[Records]
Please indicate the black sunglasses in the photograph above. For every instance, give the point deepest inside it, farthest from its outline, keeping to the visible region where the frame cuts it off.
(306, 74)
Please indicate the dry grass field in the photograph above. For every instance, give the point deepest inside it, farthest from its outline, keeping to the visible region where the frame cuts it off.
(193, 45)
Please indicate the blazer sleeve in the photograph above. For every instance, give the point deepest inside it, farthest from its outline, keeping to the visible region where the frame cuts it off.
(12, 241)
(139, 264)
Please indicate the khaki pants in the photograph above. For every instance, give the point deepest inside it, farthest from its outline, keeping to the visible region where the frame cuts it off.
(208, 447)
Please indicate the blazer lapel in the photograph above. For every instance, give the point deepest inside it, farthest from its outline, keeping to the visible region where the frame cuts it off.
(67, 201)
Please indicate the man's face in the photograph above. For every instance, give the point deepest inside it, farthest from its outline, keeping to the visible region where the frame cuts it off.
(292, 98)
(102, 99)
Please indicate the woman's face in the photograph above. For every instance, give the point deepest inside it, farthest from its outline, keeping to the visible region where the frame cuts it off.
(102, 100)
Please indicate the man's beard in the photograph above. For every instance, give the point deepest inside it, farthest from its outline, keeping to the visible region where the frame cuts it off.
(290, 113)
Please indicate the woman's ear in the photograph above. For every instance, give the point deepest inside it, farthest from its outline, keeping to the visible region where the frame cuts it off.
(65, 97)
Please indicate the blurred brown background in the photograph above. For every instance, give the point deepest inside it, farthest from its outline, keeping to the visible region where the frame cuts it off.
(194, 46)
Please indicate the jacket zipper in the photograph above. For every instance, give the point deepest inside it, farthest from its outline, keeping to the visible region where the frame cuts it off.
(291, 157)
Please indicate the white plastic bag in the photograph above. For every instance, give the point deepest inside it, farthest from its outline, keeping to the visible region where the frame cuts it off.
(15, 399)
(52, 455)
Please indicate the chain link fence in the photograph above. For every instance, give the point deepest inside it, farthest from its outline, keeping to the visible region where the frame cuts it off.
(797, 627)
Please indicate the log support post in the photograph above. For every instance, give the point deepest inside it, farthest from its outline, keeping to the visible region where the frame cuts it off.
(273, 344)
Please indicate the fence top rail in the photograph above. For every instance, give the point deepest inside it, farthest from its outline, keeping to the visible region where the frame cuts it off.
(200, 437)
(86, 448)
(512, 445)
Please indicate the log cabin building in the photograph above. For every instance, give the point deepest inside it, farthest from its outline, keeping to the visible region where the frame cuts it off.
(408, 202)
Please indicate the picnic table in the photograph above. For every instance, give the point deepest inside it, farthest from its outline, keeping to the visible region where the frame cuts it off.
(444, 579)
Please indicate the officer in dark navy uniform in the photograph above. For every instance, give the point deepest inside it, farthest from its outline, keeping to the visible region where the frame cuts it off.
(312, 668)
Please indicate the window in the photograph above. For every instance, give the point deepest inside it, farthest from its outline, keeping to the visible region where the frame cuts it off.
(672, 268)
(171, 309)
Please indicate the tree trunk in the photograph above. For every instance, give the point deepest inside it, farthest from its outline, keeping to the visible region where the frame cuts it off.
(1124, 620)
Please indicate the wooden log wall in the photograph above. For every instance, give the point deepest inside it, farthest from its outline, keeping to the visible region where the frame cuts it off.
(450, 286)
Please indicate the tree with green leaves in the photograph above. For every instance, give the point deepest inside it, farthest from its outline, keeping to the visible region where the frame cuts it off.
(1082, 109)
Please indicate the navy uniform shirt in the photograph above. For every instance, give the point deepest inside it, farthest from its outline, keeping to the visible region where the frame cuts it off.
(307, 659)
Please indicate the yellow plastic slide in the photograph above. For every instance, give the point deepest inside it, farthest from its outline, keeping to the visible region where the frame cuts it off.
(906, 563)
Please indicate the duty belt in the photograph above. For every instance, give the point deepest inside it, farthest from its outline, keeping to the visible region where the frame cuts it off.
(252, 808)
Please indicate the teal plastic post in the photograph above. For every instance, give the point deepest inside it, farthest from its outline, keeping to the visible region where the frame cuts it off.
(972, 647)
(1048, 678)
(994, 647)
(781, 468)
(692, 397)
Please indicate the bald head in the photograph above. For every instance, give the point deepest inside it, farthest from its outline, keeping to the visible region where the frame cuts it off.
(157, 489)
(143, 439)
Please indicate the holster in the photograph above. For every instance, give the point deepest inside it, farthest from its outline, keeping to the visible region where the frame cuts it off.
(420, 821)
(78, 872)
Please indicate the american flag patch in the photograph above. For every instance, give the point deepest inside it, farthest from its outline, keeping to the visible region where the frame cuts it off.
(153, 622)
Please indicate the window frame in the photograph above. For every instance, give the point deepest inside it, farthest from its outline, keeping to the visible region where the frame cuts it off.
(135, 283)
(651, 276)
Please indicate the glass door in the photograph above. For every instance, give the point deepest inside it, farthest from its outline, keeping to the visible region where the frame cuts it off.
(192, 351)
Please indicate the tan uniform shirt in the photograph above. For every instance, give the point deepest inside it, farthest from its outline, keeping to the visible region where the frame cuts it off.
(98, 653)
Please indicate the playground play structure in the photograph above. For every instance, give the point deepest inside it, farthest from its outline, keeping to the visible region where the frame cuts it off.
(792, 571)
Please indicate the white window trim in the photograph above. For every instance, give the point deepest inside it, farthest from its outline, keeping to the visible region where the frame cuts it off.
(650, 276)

**WHAT IS ASKED**
Transcribe word for word the lines from the one holding "Please indicate the holster" to the last line of the listing above, inclusive.

**OUTPUT FOR THIS TASK**
Please indicate the holster in the photograph above. For every instance, give the point deepest inside it, farthest from its outline, keeping to the visible region where the frame cuts it off.
(420, 821)
(78, 872)
Please indicate the american flag patch in the photograph above. For every instance, give the point deepest inside it, farthest from its outline, keeping to the visible region where the frame cuts it off.
(153, 622)
Please indicate the window frame in the photograph above. For every instance, give the point deepest inside it, farthest from its outline, keeping to the visible region where the frame cuts it off.
(135, 283)
(651, 276)
Please indicate the glass door in the photograph above. For every instance, give the point deepest inside it, farthest from its outline, keeping to the visible region where the frame cuts it off.
(192, 351)
Please indicate the tan uniform shirt in the photograph above. For every instance, give the point deepest inside it, farthest from its outline, keeping to the visible region where the frame cuts it off.
(98, 653)
Please indicate the playground play structure in the photograph above. For every instance, give the point deepest inside it, farthest from its outline, keeping to the visible region where the frame cuts it off.
(792, 571)
Please indicate the white window trim in the photograph above. For every instance, give the point deepest inside it, farthest from its outline, keeping to the visible region where the frame cuts it off.
(650, 276)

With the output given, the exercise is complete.